→ **WORK TASK**
Everything in the records except the pictures should come back exactly as written.
════════════════════
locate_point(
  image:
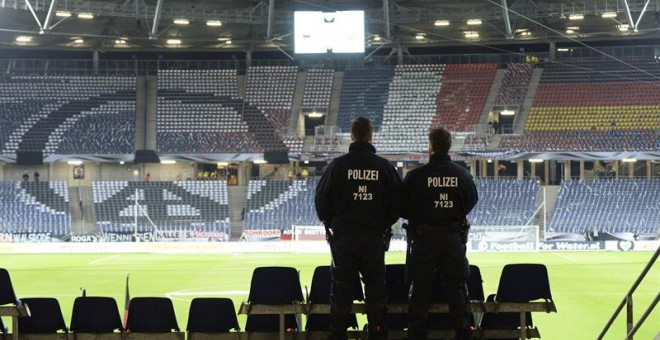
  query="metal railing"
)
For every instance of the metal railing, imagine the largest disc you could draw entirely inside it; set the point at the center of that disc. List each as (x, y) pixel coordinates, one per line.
(627, 301)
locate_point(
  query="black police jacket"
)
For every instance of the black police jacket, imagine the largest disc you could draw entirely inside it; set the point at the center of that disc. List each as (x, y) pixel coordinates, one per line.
(439, 192)
(359, 189)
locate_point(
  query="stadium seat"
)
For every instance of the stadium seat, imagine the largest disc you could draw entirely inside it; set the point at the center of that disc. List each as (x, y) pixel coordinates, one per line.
(7, 295)
(273, 286)
(524, 282)
(211, 316)
(96, 315)
(319, 293)
(152, 315)
(476, 291)
(518, 283)
(46, 317)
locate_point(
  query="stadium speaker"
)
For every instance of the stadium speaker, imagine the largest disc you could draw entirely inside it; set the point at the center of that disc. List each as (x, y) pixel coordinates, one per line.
(276, 157)
(29, 157)
(146, 156)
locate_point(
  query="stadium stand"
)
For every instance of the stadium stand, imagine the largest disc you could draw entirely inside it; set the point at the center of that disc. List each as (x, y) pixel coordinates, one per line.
(318, 89)
(463, 95)
(605, 204)
(67, 114)
(410, 108)
(515, 84)
(275, 204)
(364, 93)
(35, 207)
(504, 202)
(593, 105)
(197, 207)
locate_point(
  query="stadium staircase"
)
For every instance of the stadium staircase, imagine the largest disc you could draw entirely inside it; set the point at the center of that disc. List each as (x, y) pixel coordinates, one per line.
(237, 207)
(523, 113)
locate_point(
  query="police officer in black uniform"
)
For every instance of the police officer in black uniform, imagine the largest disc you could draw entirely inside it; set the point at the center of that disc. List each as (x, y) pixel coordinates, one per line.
(437, 198)
(358, 199)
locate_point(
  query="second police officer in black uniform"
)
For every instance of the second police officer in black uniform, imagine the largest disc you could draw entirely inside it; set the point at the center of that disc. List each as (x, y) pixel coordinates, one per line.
(437, 198)
(358, 199)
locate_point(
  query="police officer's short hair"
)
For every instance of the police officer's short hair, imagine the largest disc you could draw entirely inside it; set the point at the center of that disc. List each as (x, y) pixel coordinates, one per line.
(361, 129)
(440, 140)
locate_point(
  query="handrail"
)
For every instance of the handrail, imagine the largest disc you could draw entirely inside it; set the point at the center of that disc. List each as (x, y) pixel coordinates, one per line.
(627, 300)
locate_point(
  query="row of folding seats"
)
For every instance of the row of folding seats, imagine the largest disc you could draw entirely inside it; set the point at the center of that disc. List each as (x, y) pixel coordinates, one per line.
(519, 283)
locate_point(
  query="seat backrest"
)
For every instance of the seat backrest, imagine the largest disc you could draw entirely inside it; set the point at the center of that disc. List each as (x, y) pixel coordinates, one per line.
(475, 286)
(319, 291)
(523, 282)
(503, 320)
(212, 315)
(273, 285)
(95, 314)
(7, 295)
(151, 315)
(46, 317)
(397, 287)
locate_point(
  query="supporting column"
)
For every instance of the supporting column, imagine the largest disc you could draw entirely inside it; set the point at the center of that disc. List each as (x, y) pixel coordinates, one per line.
(567, 170)
(473, 168)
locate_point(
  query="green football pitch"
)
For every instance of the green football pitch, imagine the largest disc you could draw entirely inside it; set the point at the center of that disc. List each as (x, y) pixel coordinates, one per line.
(586, 286)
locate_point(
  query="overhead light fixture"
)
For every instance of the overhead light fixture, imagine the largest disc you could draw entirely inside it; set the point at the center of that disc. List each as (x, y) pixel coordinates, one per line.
(23, 38)
(623, 27)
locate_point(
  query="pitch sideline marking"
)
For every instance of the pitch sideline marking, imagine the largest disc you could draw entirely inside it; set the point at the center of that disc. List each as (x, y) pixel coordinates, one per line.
(567, 258)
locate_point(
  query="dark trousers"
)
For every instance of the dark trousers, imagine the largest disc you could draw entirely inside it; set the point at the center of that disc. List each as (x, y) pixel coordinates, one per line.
(434, 251)
(358, 251)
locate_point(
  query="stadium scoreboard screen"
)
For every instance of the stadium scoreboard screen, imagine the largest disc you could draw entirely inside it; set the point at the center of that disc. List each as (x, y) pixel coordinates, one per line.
(336, 33)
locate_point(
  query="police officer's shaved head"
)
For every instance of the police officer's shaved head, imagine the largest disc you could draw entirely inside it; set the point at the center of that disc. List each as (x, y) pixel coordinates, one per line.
(361, 130)
(439, 141)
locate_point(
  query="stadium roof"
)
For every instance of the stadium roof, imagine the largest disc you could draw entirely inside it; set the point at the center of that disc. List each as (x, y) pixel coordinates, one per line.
(267, 25)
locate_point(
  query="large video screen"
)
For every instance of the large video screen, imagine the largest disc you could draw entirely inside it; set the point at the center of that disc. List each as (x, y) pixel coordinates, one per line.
(328, 32)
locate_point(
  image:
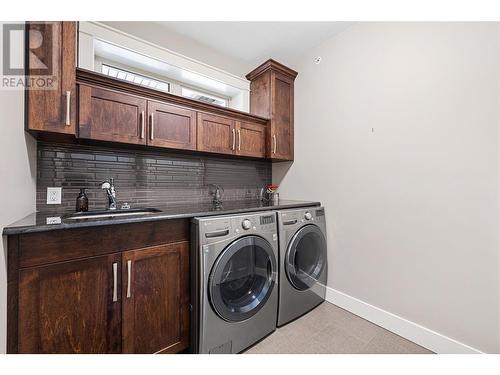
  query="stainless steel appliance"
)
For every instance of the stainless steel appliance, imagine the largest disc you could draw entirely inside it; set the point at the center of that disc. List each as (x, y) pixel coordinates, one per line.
(234, 292)
(302, 261)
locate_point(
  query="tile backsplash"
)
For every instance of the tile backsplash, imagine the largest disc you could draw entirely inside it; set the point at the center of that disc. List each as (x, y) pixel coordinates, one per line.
(143, 178)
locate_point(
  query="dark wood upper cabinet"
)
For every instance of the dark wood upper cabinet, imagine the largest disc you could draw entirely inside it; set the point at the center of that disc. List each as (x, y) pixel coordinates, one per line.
(171, 126)
(216, 134)
(155, 295)
(51, 53)
(71, 307)
(251, 139)
(271, 95)
(108, 115)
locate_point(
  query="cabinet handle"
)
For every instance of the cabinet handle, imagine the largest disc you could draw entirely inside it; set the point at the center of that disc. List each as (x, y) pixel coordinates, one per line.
(68, 108)
(152, 133)
(115, 282)
(129, 276)
(142, 125)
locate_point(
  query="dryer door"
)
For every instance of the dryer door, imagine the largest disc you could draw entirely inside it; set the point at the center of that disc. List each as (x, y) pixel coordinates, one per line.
(305, 259)
(242, 278)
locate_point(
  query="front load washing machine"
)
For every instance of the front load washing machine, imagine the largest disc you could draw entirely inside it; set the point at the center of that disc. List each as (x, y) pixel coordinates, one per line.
(234, 292)
(302, 261)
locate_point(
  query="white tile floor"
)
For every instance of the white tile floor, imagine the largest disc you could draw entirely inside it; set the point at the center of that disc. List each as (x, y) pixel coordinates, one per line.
(330, 329)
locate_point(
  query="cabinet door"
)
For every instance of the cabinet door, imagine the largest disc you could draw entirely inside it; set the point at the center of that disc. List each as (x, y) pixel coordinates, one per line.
(51, 49)
(251, 139)
(71, 307)
(107, 115)
(216, 134)
(156, 299)
(171, 126)
(281, 139)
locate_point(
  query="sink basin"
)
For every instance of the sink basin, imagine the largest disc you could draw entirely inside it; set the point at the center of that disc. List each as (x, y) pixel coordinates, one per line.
(99, 214)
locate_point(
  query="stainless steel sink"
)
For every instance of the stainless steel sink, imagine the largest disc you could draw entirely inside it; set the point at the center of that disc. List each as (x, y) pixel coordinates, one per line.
(99, 214)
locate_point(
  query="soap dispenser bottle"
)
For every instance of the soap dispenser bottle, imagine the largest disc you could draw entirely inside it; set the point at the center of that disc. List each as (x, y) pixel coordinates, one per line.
(82, 202)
════════════════════
→ **ANSWER BOX**
locate_point(
  image:
  query="metal railing"
)
For every instance of the metal railing, imagine the largest disc you could draw entirely inside it; set the point at the center of that disc. List each as (x, y) pixel coordinates, one per line.
(627, 301)
locate_point(
  query="black police jacket"
)
For every instance of the black police jacket, imagine the largest disc you could draw entirely inside it; set the point at the center of that disc. List each as (x, y) pixel coordinates, one per line.
(439, 192)
(359, 189)
locate_point(
  query="stadium seat"
)
For every instance of the stadium seat, imagine the largest disc you could draw entirely inside it; set the point at the center of that disc. List each as (x, y) pixel coordinates, one per line.
(7, 295)
(273, 286)
(524, 282)
(211, 316)
(96, 315)
(319, 293)
(152, 315)
(476, 291)
(518, 283)
(46, 317)
locate_point(
  query="stadium speaker"
)
For every instance of the stadium speaker, imagine the largest disc you could draw entirely inside it; set the point at the center of that disc. List each as (x, y) pixel coordinates, one per line.
(276, 157)
(29, 157)
(146, 156)
locate_point(
  query="stadium stand"
)
For every instance of the stadium stand, imagine the largest disc you could draw entirely inside it; set the point at the center of that disc. List each as (x, y) pixel coordinates, one per line.
(318, 89)
(463, 95)
(605, 204)
(67, 114)
(410, 108)
(515, 84)
(275, 204)
(364, 93)
(35, 207)
(504, 202)
(593, 105)
(197, 207)
locate_point(
  query="stadium staircase"
)
For every instance of the stadium staircase, imagine the largest disc you could draw entirely inside it; set the point at the center of that disc. List each as (x, y) pixel coordinates, one per line.
(237, 207)
(523, 113)
locate_point(
  query="police officer in black uniform"
)
For every instance of the police officer in black uniform, imagine the largest disc you could draw entirely inside it; set the point at the center of that disc. List each as (x, y) pixel coordinates, one per line.
(437, 198)
(358, 199)
locate_point(
  query="second police officer in black uniform"
)
For every instance of the second police officer in black uniform, imagine the largest disc you could draw entirely inside it; set the point at the center of that disc. List each as (x, y) pixel coordinates, one per line.
(437, 198)
(358, 199)
locate_point(
  query="police officer's short hair"
)
For every instance of the police officer's short hair, imagine the largest disc you could draw entirely inside it; set the point at the center of that disc. List each as (x, y) pixel coordinates, one per line.
(361, 129)
(440, 140)
locate_point(
  query="handrail"
)
For every instance of the handrail, imagine the largest disc you could draw entirely inside it; set the point at the center of that disc. List each as (x, y) pixel coordinates, one per line.
(627, 300)
locate_point(
  query="row of folding seats"
)
For every instance of the row of folding seats, imagine the largest disc you could draw entirely inside it; set the point at the center of that disc. List each as (x, y) pixel coordinates, one per line.
(519, 283)
locate_point(
  query="seat backrest"
)
For every instance of the seat backrest, imagine the largest disc you could draw entirely inside it; set the point at the center of that disc. List each as (x, y) pixel coordinates, one per line.
(475, 286)
(319, 291)
(523, 282)
(503, 320)
(212, 315)
(273, 285)
(95, 314)
(7, 295)
(151, 315)
(46, 317)
(397, 287)
locate_point(
  query="supporting column"
)
For every instance of the supporting column, imagine the largest disc you could draw entirely inside it; set the point at the center of that disc. List each as (x, y) pixel coordinates, one per line.
(567, 170)
(473, 168)
locate_point(
  query="green football pitch"
)
For every instance of the green football pitch, imagine the largest disc you could draw entirely inside it; set the point at the center of that disc. List each as (x, y) pixel coordinates, one per line.
(586, 286)
locate_point(
  query="overhead light fixture"
)
For every instance of the overhead light fixture, imagine the largest disc you could draw entirely inside it; set the point at the center of that disc. List each as (x, y) pixel coordinates, one per line.
(23, 38)
(623, 27)
locate_point(
  query="pitch sideline marking"
)
For every instance of the pitch sideline marking, imagine the largest disc you could draw entirely inside it; set the point at the center of that disc. List each as (x, y) pixel coordinates, one per line.
(567, 258)
locate_point(
  query="dark trousers"
)
For every instance of the dark trousers, imagine the largest disc you could draw entirely inside it; set the point at the center of that disc. List each as (x, y) pixel coordinates, one per line.
(434, 251)
(358, 251)
locate_point(
  query="stadium scoreboard screen"
)
For every instance of the stadium scoreboard screen, imagine the largest disc you could draw entirely inside it; set the point at the center of that disc. List each as (x, y) pixel coordinates, one per line.
(336, 33)
locate_point(
  query="police officer's shaved head"
)
For every instance of the police officer's shaved head, imagine the largest disc you could draw entirely inside it; set the point at the center of that disc. List each as (x, y) pixel coordinates, one per line.
(361, 130)
(439, 141)
locate_point(
  query="stadium roof"
)
For every instance of the stadium roof, imagine the largest disc you could draw entirely inside it; set the point at the center of that disc. List each as (x, y) pixel coordinates, one per line.
(267, 25)
locate_point(
  query="large video screen"
)
For every instance of the large video screen, imagine the largest disc you could draw entirely inside it; set the point at the center of that disc. List each as (x, y) pixel coordinates, one per line.
(328, 32)
locate_point(
  image:
  query="stainless steel appliance"
)
For every instance of the stainless steel appliance, imagine the largest disc you could draw entirely inside it; set the point at the center of that disc. List each as (x, y) pixel coordinates, one per line.
(234, 292)
(302, 261)
locate_point(
  query="tile backsplash"
)
For every instance of the tile backsplash, imagine the largest disc you could draw entirely inside it; set the point at the center of that disc. List each as (x, y) pixel coordinates, one per line.
(143, 178)
locate_point(
  query="dark wood upper cabinet"
)
For every instance of the dark wood upper cabinet, imagine the largest disc you could draw entirely inside it; set the point at the center of that disc. List each as (x, y) pixel coordinates, one per line.
(171, 126)
(216, 134)
(155, 295)
(51, 53)
(71, 307)
(251, 139)
(271, 95)
(108, 115)
locate_point(
  query="cabinet handle"
)
For every instance of the cabinet handle, imagine the largest disc you could draw entirely inside it; set the point at the center of that disc. List each as (x, y) pixel coordinates, one per line.
(68, 108)
(152, 133)
(115, 282)
(129, 276)
(142, 125)
locate_point(
  query="dryer door"
)
For every instance of the dryer door, imagine the largest disc you could draw entirely inside it; set the point at the center of that disc. List each as (x, y) pixel coordinates, one per line.
(305, 259)
(242, 278)
locate_point(
  query="front load washing machine"
)
For every instance of the front load washing machine, imagine the largest disc you could draw entirely inside it; set the point at the center of that disc. List each as (x, y) pixel coordinates, one per line.
(234, 292)
(302, 261)
locate_point(
  query="white tile floor"
)
For every instance of the white tile floor, imagine the largest disc you could draw entirely inside it; set the point at the center of that disc. List each as (x, y) pixel coordinates, one per line.
(330, 329)
locate_point(
  query="cabinet door"
)
For every instance of the cabinet door, imagine the largest disc you could draw entirely inside it; set the point at the center of that disc. List each as (x, y) pixel coordinates, one per line.
(51, 49)
(251, 139)
(71, 307)
(107, 115)
(216, 134)
(156, 299)
(171, 126)
(281, 139)
locate_point(
  query="sink basin"
)
For every instance of the sink basin, imagine the largest disc you could draw entirely inside it; set the point at the center of that disc. List each as (x, y) pixel coordinates, one per line.
(99, 214)
locate_point(
  query="stainless steel sink"
)
For every instance of the stainless steel sink, imagine the largest disc you could draw entirely inside it; set the point at the center of that disc. List each as (x, y) pixel coordinates, one per line.
(99, 214)
locate_point(
  query="soap dispenser bottle"
)
For every instance of the soap dispenser bottle, imagine the largest disc you could draw entirely inside it; set the point at the center of that disc. List each as (x, y) pixel coordinates, one per line.
(82, 202)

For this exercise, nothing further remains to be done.